Collected data entries

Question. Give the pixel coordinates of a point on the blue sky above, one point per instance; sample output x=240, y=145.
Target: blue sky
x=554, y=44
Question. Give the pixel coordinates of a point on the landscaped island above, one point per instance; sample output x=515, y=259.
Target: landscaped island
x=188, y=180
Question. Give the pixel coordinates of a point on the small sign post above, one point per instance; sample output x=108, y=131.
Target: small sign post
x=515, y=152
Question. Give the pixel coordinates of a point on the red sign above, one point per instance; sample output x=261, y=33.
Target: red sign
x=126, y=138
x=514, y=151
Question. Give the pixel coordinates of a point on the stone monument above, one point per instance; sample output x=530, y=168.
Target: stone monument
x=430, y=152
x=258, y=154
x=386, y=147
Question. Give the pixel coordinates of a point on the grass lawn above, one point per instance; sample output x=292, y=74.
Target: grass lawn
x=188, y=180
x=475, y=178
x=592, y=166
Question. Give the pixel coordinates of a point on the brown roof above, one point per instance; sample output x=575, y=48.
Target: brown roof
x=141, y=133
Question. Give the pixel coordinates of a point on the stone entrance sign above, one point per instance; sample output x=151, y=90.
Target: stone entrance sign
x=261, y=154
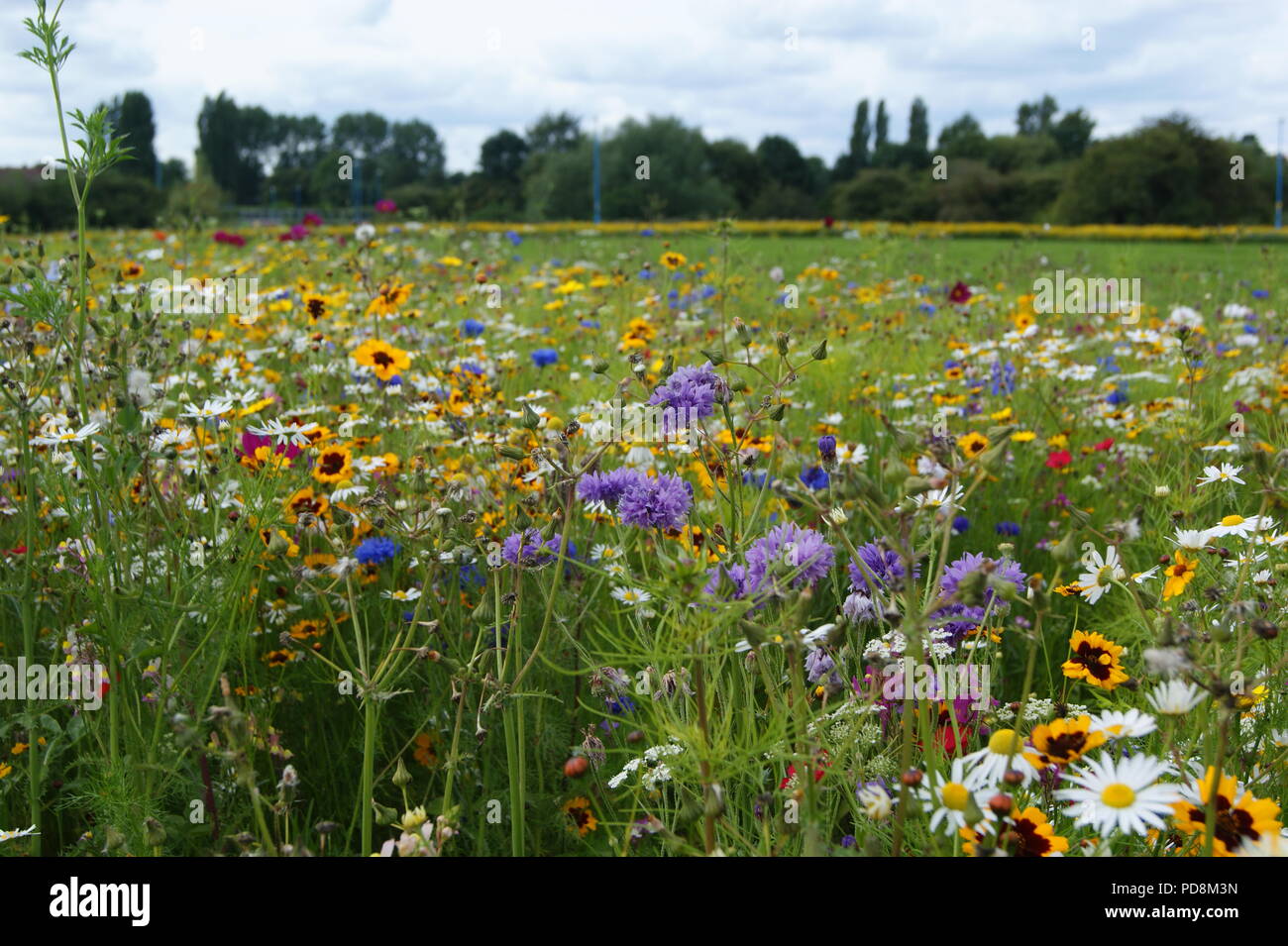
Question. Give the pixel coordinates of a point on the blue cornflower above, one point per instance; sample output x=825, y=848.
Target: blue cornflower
x=375, y=551
x=815, y=477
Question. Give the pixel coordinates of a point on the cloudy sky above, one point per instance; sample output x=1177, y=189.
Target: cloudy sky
x=738, y=69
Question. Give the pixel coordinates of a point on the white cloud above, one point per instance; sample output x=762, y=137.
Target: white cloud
x=471, y=68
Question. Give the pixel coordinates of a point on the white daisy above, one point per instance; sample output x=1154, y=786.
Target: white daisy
x=62, y=437
x=951, y=798
x=1004, y=752
x=1121, y=794
x=1227, y=473
x=631, y=596
x=1240, y=527
x=1100, y=575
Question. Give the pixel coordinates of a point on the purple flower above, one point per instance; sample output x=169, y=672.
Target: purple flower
x=974, y=562
x=787, y=551
x=606, y=486
x=691, y=390
x=656, y=502
x=884, y=566
x=815, y=477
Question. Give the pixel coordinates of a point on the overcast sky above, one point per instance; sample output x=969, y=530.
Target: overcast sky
x=732, y=68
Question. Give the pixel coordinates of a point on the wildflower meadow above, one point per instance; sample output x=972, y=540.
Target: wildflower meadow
x=381, y=536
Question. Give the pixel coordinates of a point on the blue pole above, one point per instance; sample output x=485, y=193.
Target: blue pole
x=596, y=176
x=1279, y=177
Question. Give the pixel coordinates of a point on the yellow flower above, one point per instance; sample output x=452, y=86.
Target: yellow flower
x=334, y=464
x=1063, y=742
x=973, y=444
x=1095, y=661
x=382, y=357
x=1236, y=821
x=1179, y=575
x=583, y=817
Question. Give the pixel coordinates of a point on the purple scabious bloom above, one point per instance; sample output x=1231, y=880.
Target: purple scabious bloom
x=375, y=551
x=656, y=502
x=884, y=566
x=785, y=550
x=691, y=391
x=974, y=562
x=527, y=549
x=606, y=486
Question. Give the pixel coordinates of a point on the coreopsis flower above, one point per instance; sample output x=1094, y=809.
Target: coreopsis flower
x=1095, y=661
x=973, y=444
x=387, y=299
x=1121, y=794
x=1179, y=575
x=581, y=817
x=1021, y=834
x=335, y=465
x=382, y=358
x=1241, y=819
x=1063, y=742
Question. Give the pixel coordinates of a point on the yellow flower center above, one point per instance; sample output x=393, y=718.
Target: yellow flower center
x=954, y=795
x=1005, y=743
x=1119, y=795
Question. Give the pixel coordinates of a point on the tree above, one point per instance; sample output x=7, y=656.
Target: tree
x=1073, y=133
x=857, y=158
x=132, y=119
x=554, y=133
x=501, y=158
x=1034, y=117
x=917, y=150
x=360, y=136
x=737, y=167
x=784, y=163
x=230, y=146
x=964, y=138
x=412, y=154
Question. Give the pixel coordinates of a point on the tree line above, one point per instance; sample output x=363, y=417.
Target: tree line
x=1050, y=168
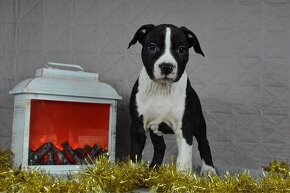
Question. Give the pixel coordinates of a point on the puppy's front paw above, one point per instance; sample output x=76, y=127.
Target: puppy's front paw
x=155, y=130
x=206, y=169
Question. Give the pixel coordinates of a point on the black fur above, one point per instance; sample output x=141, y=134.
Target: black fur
x=193, y=122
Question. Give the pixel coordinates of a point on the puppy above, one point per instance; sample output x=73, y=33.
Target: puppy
x=163, y=101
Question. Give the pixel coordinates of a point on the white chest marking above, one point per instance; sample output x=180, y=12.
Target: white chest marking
x=161, y=102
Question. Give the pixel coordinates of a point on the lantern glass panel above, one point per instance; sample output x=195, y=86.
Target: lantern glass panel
x=61, y=123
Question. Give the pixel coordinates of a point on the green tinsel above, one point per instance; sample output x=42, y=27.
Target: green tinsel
x=106, y=176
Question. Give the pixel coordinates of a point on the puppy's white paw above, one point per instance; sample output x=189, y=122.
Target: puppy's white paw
x=155, y=130
x=206, y=169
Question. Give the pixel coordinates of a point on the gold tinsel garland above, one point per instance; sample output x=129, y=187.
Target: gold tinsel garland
x=106, y=176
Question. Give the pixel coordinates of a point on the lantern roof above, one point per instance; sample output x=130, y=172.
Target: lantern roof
x=55, y=81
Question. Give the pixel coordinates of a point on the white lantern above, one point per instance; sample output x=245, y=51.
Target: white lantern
x=63, y=119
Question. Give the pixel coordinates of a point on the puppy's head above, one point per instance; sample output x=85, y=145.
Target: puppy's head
x=165, y=50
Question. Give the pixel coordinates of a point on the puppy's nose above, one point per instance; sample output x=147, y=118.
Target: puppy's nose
x=166, y=68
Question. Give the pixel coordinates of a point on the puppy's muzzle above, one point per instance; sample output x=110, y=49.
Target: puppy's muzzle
x=166, y=68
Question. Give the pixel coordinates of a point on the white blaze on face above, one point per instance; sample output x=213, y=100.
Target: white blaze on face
x=166, y=57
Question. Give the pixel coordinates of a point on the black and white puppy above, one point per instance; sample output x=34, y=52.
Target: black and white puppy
x=163, y=101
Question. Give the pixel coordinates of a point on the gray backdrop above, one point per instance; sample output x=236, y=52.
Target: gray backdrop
x=243, y=82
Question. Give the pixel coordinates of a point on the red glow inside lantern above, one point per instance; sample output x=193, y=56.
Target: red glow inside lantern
x=77, y=123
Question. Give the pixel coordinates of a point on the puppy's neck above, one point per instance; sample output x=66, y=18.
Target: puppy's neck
x=150, y=87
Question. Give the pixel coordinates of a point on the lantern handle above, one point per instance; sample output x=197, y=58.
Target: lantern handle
x=53, y=65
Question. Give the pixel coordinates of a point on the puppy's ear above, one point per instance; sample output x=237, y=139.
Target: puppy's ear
x=140, y=34
x=192, y=40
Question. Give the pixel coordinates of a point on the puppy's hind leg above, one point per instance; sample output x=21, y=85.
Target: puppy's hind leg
x=138, y=140
x=159, y=149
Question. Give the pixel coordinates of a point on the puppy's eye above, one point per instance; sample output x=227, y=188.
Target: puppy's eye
x=181, y=49
x=152, y=47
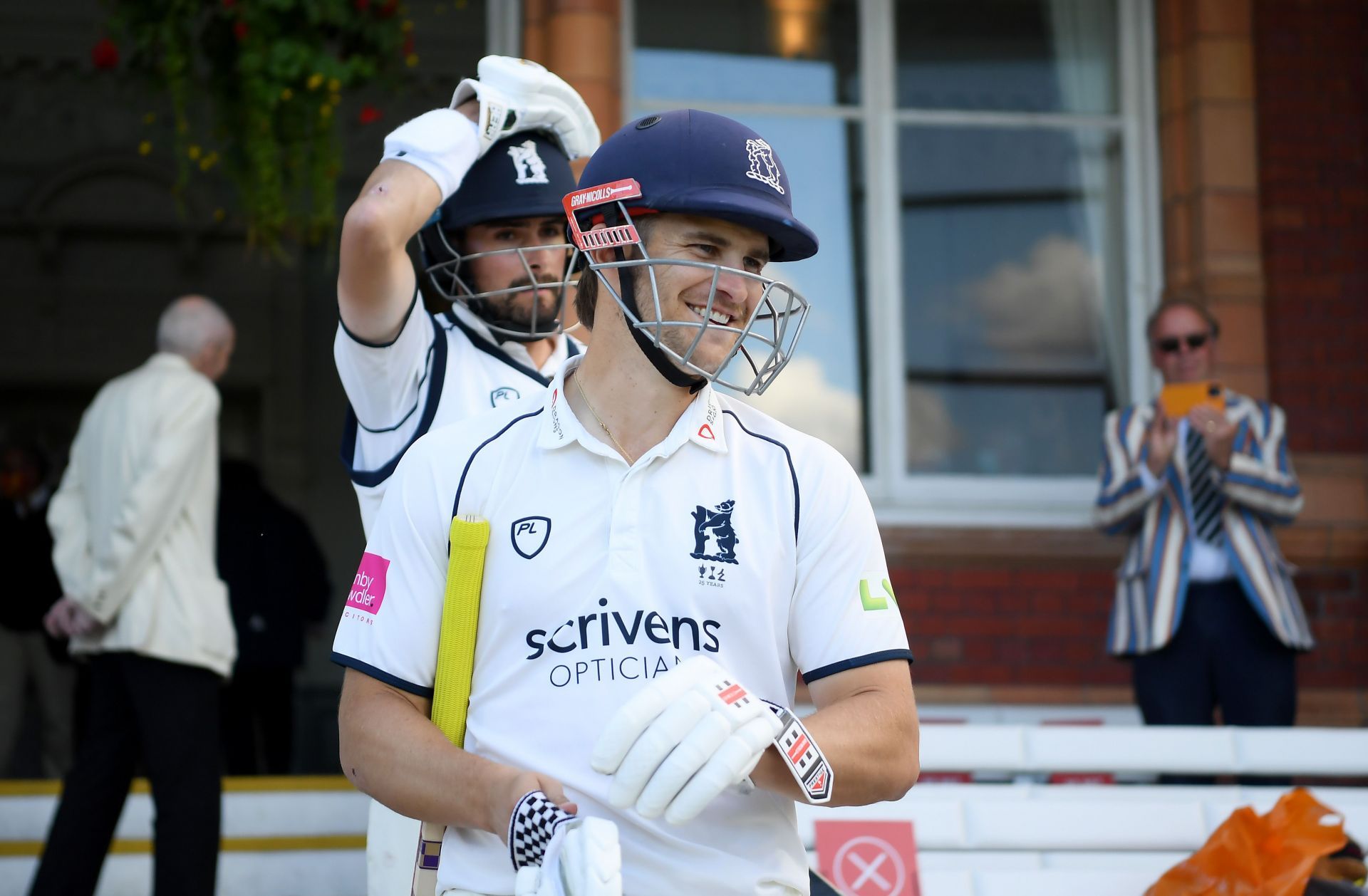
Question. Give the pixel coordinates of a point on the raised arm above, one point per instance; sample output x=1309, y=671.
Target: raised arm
x=375, y=276
x=1260, y=474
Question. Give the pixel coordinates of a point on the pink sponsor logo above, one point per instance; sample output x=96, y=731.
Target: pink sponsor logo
x=368, y=585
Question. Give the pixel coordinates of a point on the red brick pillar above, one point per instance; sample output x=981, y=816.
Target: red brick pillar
x=1211, y=175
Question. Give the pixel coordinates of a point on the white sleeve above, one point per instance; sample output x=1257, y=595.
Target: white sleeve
x=385, y=383
x=393, y=615
x=843, y=615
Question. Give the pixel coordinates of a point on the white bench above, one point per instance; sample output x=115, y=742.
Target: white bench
x=306, y=836
x=1198, y=750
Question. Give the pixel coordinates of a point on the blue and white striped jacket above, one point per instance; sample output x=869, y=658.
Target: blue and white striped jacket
x=1152, y=580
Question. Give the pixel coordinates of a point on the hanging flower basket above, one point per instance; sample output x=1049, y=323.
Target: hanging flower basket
x=254, y=89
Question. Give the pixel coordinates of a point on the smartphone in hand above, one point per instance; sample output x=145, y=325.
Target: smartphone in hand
x=1180, y=398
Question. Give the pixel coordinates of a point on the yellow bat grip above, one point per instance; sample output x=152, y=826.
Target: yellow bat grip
x=460, y=620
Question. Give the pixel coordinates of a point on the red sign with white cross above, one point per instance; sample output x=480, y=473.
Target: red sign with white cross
x=869, y=858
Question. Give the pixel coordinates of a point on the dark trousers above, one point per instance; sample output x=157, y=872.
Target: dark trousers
x=1222, y=655
x=259, y=720
x=166, y=716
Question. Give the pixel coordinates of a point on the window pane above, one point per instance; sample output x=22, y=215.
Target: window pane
x=1007, y=55
x=1011, y=285
x=747, y=51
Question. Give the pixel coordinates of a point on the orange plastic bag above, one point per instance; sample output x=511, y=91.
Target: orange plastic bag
x=1252, y=855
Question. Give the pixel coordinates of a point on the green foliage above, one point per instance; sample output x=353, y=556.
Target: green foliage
x=263, y=81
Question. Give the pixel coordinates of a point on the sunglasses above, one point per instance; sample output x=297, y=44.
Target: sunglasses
x=1168, y=345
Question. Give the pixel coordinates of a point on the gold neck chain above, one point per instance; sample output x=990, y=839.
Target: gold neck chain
x=621, y=450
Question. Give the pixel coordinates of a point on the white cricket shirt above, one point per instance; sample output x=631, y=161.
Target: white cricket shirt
x=736, y=536
x=440, y=370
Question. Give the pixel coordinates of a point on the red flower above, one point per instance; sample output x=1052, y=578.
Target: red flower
x=104, y=53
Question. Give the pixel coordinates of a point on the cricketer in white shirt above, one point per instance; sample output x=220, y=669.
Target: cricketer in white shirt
x=735, y=538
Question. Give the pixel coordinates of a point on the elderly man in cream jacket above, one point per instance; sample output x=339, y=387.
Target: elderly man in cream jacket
x=133, y=545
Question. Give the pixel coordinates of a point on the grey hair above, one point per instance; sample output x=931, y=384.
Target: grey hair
x=192, y=323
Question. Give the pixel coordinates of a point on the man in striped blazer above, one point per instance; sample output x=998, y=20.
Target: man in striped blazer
x=1204, y=603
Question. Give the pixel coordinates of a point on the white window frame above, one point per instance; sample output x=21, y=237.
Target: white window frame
x=980, y=501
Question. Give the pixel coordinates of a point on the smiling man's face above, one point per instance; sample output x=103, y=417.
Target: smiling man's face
x=684, y=289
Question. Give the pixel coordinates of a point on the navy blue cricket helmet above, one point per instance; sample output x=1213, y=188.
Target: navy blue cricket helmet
x=701, y=163
x=695, y=163
x=523, y=175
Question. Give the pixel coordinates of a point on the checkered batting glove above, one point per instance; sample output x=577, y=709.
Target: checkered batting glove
x=557, y=854
x=519, y=95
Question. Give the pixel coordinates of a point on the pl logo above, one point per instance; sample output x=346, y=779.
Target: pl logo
x=764, y=167
x=502, y=395
x=530, y=535
x=715, y=528
x=530, y=166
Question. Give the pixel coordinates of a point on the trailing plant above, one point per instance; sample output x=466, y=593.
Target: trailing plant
x=255, y=86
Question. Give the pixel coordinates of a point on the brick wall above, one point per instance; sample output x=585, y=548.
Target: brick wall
x=1312, y=105
x=1039, y=635
x=1009, y=625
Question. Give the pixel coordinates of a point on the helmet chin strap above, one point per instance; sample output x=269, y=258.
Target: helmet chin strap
x=661, y=362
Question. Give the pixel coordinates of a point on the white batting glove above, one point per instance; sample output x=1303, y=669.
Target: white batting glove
x=519, y=95
x=682, y=741
x=557, y=854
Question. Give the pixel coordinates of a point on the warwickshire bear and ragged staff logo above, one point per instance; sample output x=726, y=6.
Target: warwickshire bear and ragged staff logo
x=715, y=528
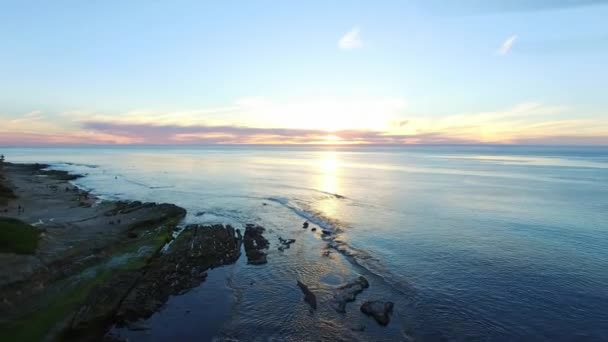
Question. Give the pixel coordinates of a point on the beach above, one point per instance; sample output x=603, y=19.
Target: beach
x=84, y=245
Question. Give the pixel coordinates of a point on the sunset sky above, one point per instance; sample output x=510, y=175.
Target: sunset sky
x=391, y=72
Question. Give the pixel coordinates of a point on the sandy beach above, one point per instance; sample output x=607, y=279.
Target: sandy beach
x=84, y=243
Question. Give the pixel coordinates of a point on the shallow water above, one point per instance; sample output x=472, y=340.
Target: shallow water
x=494, y=243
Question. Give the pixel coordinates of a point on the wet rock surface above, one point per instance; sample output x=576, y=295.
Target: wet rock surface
x=285, y=243
x=380, y=310
x=348, y=293
x=256, y=245
x=309, y=296
x=182, y=268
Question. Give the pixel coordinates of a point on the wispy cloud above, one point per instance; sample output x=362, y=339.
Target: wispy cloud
x=507, y=45
x=351, y=40
x=527, y=122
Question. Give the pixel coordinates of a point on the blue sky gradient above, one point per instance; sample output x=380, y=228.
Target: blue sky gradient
x=64, y=64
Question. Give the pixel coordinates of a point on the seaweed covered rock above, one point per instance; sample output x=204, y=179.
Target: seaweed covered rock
x=309, y=296
x=181, y=268
x=256, y=244
x=348, y=293
x=379, y=310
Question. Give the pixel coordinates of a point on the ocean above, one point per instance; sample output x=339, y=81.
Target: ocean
x=469, y=242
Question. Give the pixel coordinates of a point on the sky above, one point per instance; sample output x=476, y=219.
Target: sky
x=306, y=72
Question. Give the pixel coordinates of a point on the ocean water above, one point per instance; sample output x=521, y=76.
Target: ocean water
x=470, y=243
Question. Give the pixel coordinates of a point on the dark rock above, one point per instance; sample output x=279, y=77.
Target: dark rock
x=285, y=243
x=181, y=268
x=379, y=310
x=137, y=326
x=96, y=313
x=358, y=327
x=256, y=244
x=348, y=293
x=309, y=297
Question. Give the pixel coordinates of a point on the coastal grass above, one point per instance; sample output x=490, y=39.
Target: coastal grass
x=37, y=325
x=17, y=236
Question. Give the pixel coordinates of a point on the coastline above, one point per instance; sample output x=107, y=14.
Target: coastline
x=89, y=256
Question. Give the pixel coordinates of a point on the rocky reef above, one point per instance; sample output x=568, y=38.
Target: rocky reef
x=348, y=293
x=256, y=245
x=129, y=297
x=309, y=296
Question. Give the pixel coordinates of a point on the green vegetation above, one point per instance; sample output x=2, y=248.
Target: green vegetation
x=17, y=236
x=37, y=325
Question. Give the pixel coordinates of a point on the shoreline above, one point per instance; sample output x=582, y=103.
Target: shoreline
x=87, y=249
x=127, y=259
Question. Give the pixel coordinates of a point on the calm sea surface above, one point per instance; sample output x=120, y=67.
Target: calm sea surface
x=471, y=243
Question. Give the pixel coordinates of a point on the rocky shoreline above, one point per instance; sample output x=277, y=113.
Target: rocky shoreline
x=103, y=264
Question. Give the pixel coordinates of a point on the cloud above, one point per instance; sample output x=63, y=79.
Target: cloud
x=351, y=40
x=507, y=45
x=299, y=122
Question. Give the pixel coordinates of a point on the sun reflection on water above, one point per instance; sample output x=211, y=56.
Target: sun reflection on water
x=329, y=181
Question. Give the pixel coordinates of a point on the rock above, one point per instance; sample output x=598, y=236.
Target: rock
x=183, y=267
x=309, y=297
x=379, y=310
x=256, y=244
x=357, y=327
x=137, y=326
x=348, y=293
x=285, y=243
x=95, y=313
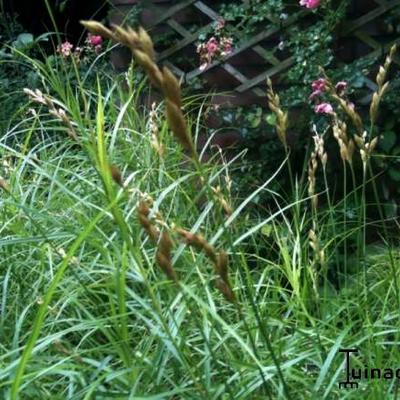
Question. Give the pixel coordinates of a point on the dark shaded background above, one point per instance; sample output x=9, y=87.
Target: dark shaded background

Your instructions: In the entries above, find the line with "output x=141, y=134." and the line with "output x=42, y=27.", then restate word for word both of them and every line between, with nothing more.

Worked solution:
Question. Give the pixel coordinates of a point on the black fur above, one point per instance; sample output x=141, y=134.
Target: black fur
x=193, y=122
Question. Give the pixel coordinates of a point on the puppy above, one point per instance; sample output x=73, y=33.
Target: puppy
x=163, y=101
Question. Give the pixel coordinates of a point on the white chest marking above, one point per instance; sample output x=180, y=12.
Target: white chest marking
x=161, y=102
Question. Give the pixel coordinates of a point on the lantern glass panel above, one point per instance; sample output x=195, y=86.
Target: lantern glass panel
x=61, y=123
Question. Give the pixel coordinates of a point on the green tinsel above, one point per instance; sample output x=42, y=27.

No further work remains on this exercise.